Source document Start Marker
The public favours healthcare-mediated disclosure of hereditary CRC risk: A population-based survey in Sweden

Andreas Andersson1, Carolina Hawranek1, Anna Öfverholm2, Hans Ehrencrona3, Kalle Grill4, Senada Hajdarevic5, Beatrice Melin1, Emma Tham6, Barbro Numan-Hellqvist1, Anna Rosén1

1Oncology, Radiation science, Umeå University, Sweden. 2Clinical Sciences, University of Gothenburg, Sweden. 3Clinical genetics, Laboratory Medicine, Lund university, Sweden. 4Historical, Philosophical and Religious Studies, Umeå University, Sweden. 5Nursing, Umeå University, Sweden. 6Molecular Medicine and Surgery, Karolinska Institute, Sweden

Abstract

Objective: To describe public opinion on interest in receiving risk information on hereditary colorectal cancer (CRC) risk, as well as preferences on the source and the mode of information.

Methods: A random sample of the general public was addressed through a Swedish citizen web-panel during October 2018. Respondents were faced with scenarios of being an at-risk relative in a family that had an estimated increased hereditary risk of CRC; either 10% or 70% lifetime risk. Regular colonoscopy was presented as a preventive measure to individuals at risk.
Source document End Marker
(Work item A)
In the survey text, swap "public opinion" for "expert opinion" and give the passage again starting with "1Oncology, Radiation science, Umeå" and going on through "mode of information.".
(Work item B)
Continue the survey text on hereditary colorectal cancer risk in Sweden from its last sentence onward.
Available data Start Marker
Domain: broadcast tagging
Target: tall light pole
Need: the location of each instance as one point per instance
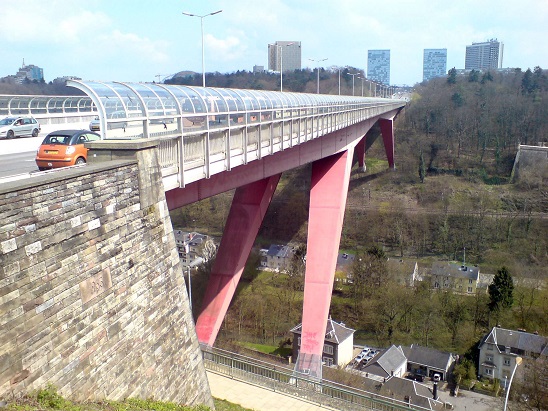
(353, 75)
(518, 362)
(202, 27)
(362, 79)
(339, 68)
(318, 68)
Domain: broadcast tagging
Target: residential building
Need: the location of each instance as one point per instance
(428, 361)
(30, 72)
(387, 364)
(344, 262)
(277, 257)
(500, 349)
(338, 343)
(484, 56)
(284, 55)
(452, 276)
(378, 66)
(434, 63)
(417, 395)
(405, 272)
(192, 245)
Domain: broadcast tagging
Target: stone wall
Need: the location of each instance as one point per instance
(92, 294)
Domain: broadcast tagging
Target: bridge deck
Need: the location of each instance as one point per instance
(205, 131)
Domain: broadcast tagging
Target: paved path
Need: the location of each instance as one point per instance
(255, 397)
(262, 399)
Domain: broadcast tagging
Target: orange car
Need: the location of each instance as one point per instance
(64, 148)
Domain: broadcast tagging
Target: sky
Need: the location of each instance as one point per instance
(145, 40)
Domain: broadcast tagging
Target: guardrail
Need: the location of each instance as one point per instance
(204, 152)
(289, 382)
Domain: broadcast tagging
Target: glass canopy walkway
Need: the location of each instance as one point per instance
(210, 130)
(41, 106)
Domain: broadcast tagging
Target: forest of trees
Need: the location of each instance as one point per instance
(467, 129)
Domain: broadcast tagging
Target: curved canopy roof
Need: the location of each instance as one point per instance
(149, 100)
(31, 104)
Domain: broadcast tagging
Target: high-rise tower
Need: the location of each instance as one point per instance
(285, 55)
(484, 56)
(378, 66)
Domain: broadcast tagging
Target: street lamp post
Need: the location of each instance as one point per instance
(202, 28)
(318, 68)
(353, 75)
(518, 362)
(362, 79)
(280, 47)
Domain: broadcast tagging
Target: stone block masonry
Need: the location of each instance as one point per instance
(92, 294)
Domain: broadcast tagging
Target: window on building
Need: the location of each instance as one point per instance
(328, 349)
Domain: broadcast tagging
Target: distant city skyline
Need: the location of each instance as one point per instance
(434, 63)
(378, 66)
(484, 55)
(129, 41)
(284, 55)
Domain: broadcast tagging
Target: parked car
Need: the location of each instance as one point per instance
(19, 126)
(64, 148)
(95, 125)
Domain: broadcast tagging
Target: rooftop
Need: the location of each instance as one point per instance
(518, 340)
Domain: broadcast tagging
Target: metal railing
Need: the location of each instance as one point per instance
(204, 152)
(288, 382)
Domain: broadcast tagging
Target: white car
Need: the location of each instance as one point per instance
(19, 126)
(94, 124)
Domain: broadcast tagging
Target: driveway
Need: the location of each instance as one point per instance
(471, 401)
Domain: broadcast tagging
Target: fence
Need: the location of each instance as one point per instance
(288, 382)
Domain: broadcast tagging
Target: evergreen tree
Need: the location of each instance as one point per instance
(452, 76)
(501, 291)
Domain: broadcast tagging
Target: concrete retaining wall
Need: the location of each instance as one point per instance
(92, 295)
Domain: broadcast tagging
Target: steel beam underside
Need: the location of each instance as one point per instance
(248, 209)
(328, 192)
(387, 131)
(360, 152)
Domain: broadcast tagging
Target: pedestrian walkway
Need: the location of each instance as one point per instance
(255, 397)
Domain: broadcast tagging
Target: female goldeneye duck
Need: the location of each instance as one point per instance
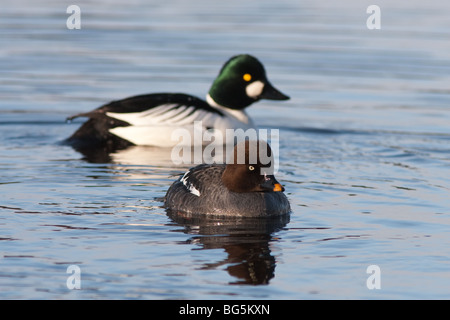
(151, 119)
(239, 188)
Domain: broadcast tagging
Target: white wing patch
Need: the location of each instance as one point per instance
(166, 114)
(189, 185)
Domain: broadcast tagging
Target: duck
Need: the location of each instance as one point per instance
(151, 119)
(240, 188)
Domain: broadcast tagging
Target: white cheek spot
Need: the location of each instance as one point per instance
(254, 89)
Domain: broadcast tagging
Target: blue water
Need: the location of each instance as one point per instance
(364, 151)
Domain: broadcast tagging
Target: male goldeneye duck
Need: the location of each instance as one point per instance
(240, 188)
(151, 119)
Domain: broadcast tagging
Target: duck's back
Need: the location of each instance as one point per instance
(201, 191)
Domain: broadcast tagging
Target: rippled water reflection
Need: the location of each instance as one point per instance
(364, 152)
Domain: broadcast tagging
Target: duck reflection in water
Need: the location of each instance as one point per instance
(245, 240)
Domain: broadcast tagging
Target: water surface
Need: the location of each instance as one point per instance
(364, 151)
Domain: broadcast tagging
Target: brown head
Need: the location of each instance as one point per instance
(250, 169)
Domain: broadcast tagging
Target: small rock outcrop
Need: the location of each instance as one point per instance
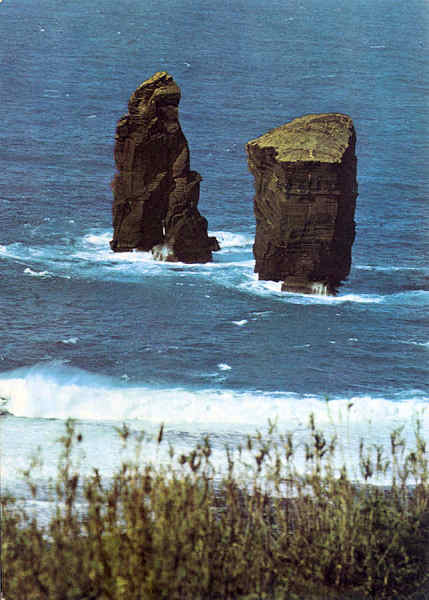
(306, 190)
(155, 192)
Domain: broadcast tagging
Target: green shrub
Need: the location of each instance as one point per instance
(263, 529)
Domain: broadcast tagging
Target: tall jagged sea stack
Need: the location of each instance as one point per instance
(306, 189)
(155, 192)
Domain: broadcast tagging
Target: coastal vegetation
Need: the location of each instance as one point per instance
(261, 529)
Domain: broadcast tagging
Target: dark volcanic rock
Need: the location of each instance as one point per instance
(306, 189)
(155, 192)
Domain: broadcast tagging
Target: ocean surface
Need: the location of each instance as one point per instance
(106, 338)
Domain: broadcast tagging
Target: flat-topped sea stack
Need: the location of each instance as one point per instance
(155, 192)
(306, 190)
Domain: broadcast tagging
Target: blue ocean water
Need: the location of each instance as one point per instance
(106, 337)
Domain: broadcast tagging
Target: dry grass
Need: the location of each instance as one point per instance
(181, 532)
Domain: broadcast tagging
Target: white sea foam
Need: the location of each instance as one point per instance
(58, 391)
(273, 288)
(32, 273)
(71, 340)
(229, 240)
(224, 367)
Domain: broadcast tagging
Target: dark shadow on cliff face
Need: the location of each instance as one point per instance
(306, 189)
(155, 192)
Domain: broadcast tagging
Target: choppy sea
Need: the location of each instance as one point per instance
(106, 338)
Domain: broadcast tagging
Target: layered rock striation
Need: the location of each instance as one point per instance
(155, 192)
(306, 190)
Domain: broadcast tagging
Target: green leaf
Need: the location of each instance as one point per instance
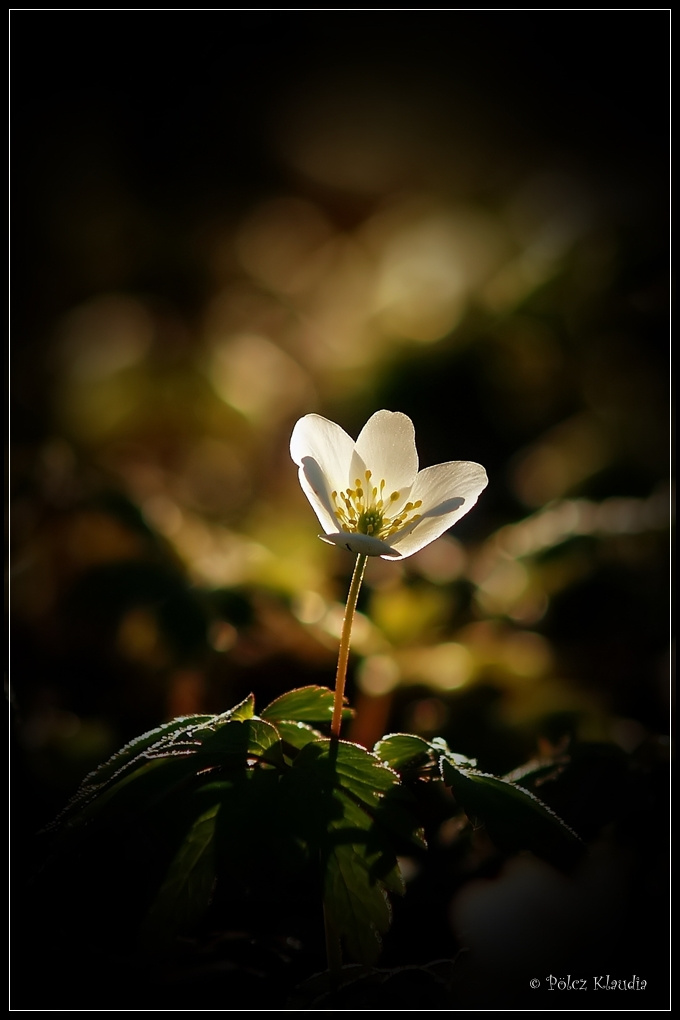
(349, 807)
(182, 735)
(189, 884)
(311, 704)
(514, 818)
(404, 752)
(413, 756)
(297, 734)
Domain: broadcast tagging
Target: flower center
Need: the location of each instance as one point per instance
(364, 509)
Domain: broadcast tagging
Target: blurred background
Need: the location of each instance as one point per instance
(224, 220)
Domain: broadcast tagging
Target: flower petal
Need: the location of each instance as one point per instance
(386, 445)
(329, 445)
(322, 451)
(362, 544)
(448, 492)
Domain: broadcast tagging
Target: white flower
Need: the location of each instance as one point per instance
(369, 496)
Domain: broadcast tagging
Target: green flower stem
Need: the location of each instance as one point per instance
(344, 654)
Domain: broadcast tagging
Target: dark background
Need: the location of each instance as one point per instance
(181, 183)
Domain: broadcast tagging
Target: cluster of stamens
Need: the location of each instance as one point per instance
(364, 509)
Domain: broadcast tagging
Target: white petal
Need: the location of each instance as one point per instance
(323, 452)
(448, 492)
(386, 445)
(329, 445)
(361, 544)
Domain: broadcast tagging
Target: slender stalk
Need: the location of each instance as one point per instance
(344, 654)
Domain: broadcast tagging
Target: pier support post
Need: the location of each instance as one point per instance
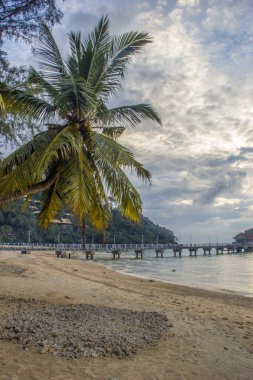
(139, 252)
(177, 250)
(116, 253)
(207, 250)
(89, 255)
(193, 250)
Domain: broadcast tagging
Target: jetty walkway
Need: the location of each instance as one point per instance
(66, 250)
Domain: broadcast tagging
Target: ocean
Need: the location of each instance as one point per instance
(230, 273)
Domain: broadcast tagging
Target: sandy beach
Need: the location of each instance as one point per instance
(210, 334)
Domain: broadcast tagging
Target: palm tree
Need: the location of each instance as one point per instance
(77, 161)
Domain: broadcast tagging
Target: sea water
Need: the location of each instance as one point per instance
(230, 273)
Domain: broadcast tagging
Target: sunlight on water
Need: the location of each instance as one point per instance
(223, 272)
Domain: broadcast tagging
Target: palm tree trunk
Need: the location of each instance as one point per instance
(36, 188)
(84, 234)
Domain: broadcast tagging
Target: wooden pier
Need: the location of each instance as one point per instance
(117, 250)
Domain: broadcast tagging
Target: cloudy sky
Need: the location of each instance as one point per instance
(198, 74)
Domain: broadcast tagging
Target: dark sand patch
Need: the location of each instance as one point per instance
(6, 269)
(80, 330)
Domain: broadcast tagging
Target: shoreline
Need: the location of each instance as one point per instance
(216, 290)
(138, 275)
(211, 337)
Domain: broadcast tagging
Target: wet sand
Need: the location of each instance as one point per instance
(211, 337)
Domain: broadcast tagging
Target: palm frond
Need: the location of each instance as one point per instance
(113, 132)
(42, 85)
(51, 203)
(24, 104)
(108, 150)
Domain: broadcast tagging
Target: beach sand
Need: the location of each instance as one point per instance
(211, 337)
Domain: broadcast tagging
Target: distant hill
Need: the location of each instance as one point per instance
(18, 225)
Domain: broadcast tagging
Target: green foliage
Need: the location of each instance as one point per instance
(15, 224)
(77, 163)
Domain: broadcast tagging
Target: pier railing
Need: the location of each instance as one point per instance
(122, 247)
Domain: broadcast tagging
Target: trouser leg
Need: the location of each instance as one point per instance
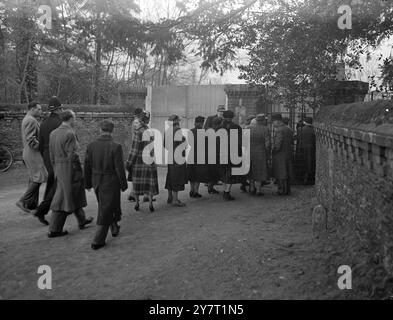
(50, 191)
(101, 234)
(115, 228)
(57, 221)
(80, 216)
(30, 198)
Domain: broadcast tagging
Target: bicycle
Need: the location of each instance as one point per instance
(6, 158)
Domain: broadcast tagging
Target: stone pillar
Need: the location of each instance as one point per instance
(341, 92)
(133, 97)
(244, 100)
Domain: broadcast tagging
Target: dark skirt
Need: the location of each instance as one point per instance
(144, 179)
(213, 173)
(176, 177)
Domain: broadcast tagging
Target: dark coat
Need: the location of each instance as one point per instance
(307, 148)
(282, 153)
(70, 187)
(197, 172)
(259, 147)
(48, 125)
(177, 173)
(31, 155)
(144, 176)
(104, 171)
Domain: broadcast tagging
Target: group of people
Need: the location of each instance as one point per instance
(51, 154)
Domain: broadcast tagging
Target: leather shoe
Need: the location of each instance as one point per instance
(88, 221)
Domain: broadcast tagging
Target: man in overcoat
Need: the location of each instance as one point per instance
(70, 196)
(48, 125)
(214, 122)
(32, 158)
(282, 154)
(105, 173)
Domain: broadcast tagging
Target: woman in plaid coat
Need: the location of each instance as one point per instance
(144, 176)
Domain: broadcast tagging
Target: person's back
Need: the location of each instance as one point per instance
(287, 141)
(102, 157)
(61, 143)
(257, 137)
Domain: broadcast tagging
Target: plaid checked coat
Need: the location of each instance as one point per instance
(144, 176)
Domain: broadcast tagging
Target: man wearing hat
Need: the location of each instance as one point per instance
(307, 148)
(219, 115)
(214, 122)
(282, 154)
(48, 125)
(30, 130)
(104, 172)
(70, 195)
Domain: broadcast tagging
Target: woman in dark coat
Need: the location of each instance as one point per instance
(144, 176)
(176, 177)
(197, 173)
(259, 146)
(227, 177)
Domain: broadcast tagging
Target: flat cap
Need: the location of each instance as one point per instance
(199, 119)
(276, 117)
(174, 118)
(54, 103)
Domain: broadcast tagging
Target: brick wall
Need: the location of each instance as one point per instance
(354, 179)
(87, 128)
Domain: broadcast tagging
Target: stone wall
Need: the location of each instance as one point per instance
(87, 128)
(354, 179)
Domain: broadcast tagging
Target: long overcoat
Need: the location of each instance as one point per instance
(176, 176)
(104, 171)
(259, 146)
(31, 154)
(282, 153)
(144, 175)
(70, 187)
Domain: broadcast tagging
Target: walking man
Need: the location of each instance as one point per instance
(307, 148)
(32, 158)
(282, 155)
(104, 172)
(48, 125)
(70, 196)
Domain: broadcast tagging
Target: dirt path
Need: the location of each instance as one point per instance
(252, 248)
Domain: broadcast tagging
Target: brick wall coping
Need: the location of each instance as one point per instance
(9, 115)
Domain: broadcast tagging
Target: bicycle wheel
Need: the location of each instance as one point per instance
(6, 159)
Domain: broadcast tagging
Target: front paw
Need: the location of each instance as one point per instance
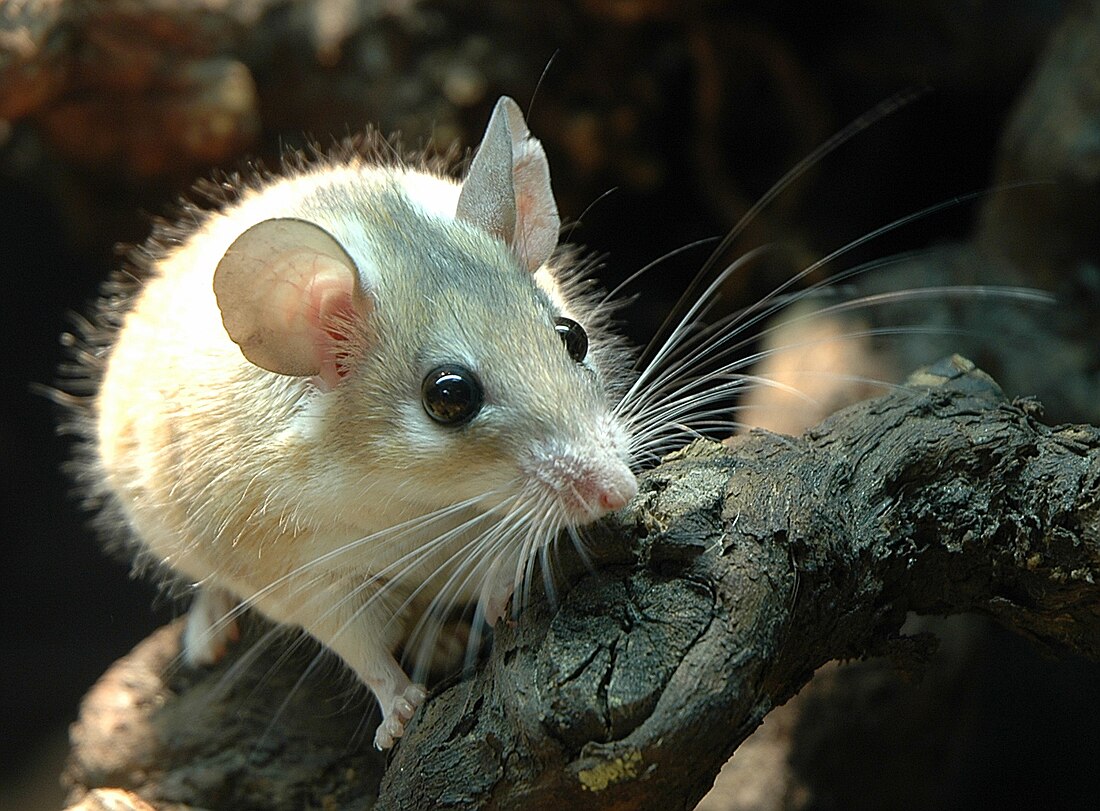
(397, 715)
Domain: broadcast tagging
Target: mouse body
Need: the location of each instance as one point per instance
(359, 395)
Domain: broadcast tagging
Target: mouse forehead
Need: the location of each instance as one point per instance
(449, 283)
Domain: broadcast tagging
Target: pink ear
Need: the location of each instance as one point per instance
(288, 298)
(507, 192)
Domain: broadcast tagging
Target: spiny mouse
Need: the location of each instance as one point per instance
(356, 395)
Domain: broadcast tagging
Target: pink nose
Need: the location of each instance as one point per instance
(615, 495)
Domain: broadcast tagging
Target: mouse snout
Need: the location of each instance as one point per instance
(586, 488)
(612, 491)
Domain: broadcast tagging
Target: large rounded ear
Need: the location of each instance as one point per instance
(507, 192)
(288, 295)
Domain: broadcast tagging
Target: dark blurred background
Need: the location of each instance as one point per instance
(663, 121)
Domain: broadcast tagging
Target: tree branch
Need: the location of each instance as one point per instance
(736, 571)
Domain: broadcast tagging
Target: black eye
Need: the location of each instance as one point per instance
(451, 394)
(573, 336)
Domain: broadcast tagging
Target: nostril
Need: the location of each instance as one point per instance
(616, 495)
(611, 500)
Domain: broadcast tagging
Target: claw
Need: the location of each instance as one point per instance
(400, 711)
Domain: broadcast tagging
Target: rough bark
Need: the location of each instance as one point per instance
(736, 572)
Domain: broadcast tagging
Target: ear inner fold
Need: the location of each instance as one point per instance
(284, 287)
(507, 190)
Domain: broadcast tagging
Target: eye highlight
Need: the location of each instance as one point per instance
(451, 394)
(573, 336)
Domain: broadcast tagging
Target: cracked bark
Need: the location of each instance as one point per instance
(736, 571)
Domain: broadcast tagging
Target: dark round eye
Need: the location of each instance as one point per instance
(573, 336)
(451, 394)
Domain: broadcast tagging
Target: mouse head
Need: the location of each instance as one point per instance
(449, 332)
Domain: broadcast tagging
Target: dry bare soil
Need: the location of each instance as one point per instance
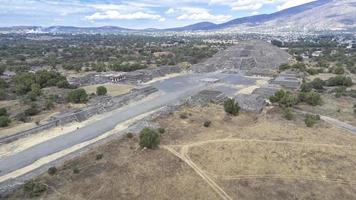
(244, 157)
Available data End Marker
(Written response A)
1Oncology, Radiation science, Umeå University, Sweden. 2Clinical Sciences, University of Gothenburg, Sweden. 3Clinical genetics, Laboratory Medicine, Lund university, Sweden. 4Historical, Philosophical and Religious Studies, Umeå University, Sweden. 5Nursing, Umeå University, Sweden. 6Molecular Medicine and Surgery, Karolinska Institute, Sweden

Abstract

Objective: To describe expert opinion on interest in receiving risk information on hereditary colorectal cancer (CRC) risk, as well as preferences on the source and the mode of information.

(Written response B)
Results: Out of 1800 invited, 977 responded (54%). For the scenario of 10% and 70% CRC-risk, 89.2%, and 90.6% respectively, would like to receive information about the investigation (χ2, p=0.755). Interest in receiving information was higher among women (91.5%) as compared to men (87.0%, χ2, p=0.044). No significant differences could be seen when comparing different age groups, educational levels, place of residence and having children or not.

The preferred source of risk information, in both 10% or 70% CRC-risk scenarios, was healthcare (80,1% and 75,5%). However, 18,1% and 20.1% respectively, would prefer to be informed by a family member.

 Conclusion: In this study a majority wanted to be informed about a completed cancer genetic investigation and they preferred health care professionals to mediate this information.  The two presented levels of CRC-lifetime risk did not significantly affect the interest in being informed.